== To-do list ==
• 1. In the review of The Wild, which actor voices the lion?
• 2. According to the review of The Wild, why should the film's plot sound familiar?
• 3. From the review of The Wild, reproduce the stretch from "Along the way" through "a few problems.".

··· Selected excerpt ···

This movie helps you understand the Disney purchase of Pixar.  When Disney is stealing story, characters, plot, settings, and basically everything from Dreamworks… well, you know they’ve hit rock bottom.  The film is almost a carbon copy of last years Madagascar and despite the fact it steals everything but the kitchen sink it still took six writers to come up with this script.  Really?  Six writers?  For this? 

Is it worth seeing?  Did you like Madagascar?  Would you have liked it without Ben Stiller, Chris Rock, David Schwimer and Jada Pinkett Smiith?  If the answer is yes than this summer’s good dumb fun flick for the whole family is just waiting for you.

The Wild
2 & 1/2 Stars

If you missed seeing Madagascar (check out Aaron’s review here) on the big screen here’s you chance!  Wow folks, Disney animation is in such a state of decline that it’s now stealing plot, character, scenes, dialogue, and story from Dreamworks.  Maybe Mickey Mouse needs to get a second job.

A group of animals leave the zoo and travel around New York then make their way on a boat to a beach and into the jungles of “the wild.”  There they are met by a tribe of strange singing and dancing creatures with a wacky ruler who puts one of the group in charge. 

Any of this sound familiar?  Well it should because it’s the exact plot to last year’s Madagascar but somehow it also turns out to be the plot to The Wild with only a few minor differences.  This time there is a lion (Kiefer Sutherland) and a giraffe (Jeneane Garofalo) but the zebra and hippo have been replaced by a squirrel (James Belushi), a snake (Richard Kind), and a koala bear (Eddie Izzard).  And the wacky but cute lemurs who sing and dance are replaced by the wacky but creepy wildebeasts who sing and dance (the leaders played here by William Shatner and Patrick Warburton in roles they could, and seemingly did, do in thier sleep).  The main structure of the story stays the same except this time the group leaves to rescue the lion’s son (Greg Cipes) rather than the zebra.

Along the way there’s some nice music, tons and tons of (rather pointless and monotonous) dialogue, and a few clever jokes.  Kids will probably enjoy the film and it’s the type of nice dumb summer comedy that seems to play well with families.  But, aside from the similarities with the superior Madagascar, which itself is only so-so, there are a few problems.

··· Record excerpts ···

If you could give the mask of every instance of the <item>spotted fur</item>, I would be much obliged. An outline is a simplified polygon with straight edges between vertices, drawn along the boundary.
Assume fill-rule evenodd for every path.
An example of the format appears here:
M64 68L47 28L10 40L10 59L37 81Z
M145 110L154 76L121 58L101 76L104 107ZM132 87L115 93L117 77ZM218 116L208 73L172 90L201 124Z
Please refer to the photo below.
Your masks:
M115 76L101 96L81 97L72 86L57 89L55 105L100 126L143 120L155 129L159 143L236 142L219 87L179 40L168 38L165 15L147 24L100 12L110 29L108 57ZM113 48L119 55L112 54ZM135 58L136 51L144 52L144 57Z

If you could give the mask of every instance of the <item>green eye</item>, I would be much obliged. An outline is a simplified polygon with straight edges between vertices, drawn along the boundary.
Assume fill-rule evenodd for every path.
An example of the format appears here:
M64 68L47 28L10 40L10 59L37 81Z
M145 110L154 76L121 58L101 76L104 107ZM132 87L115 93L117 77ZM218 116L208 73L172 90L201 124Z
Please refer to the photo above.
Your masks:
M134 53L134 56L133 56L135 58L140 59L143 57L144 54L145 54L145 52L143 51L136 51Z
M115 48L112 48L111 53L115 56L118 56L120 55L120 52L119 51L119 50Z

···

== Responses to the exercise ==
• 1. Kiefer Sutherland

• 2. It is the exact plot of the previous year's Madagascar, with only a few minor differences. A group of animals leaves the zoo, travels through New York, and goes by boat into "the wild," where a tribe of singing, dancing creatures and their wacky ruler put one of the group in charge.

• 3.
Along the way there’s some nice music, tons and tons of (rather pointless and monotonous) dialogue, and a few clever jokes.  Kids will probably enjoy the film and it’s the type of nice dumb summer comedy that seems to play well with families.  But, aside from the similarities with the superior Madagascar, which itself is only so-so, there are a few problems.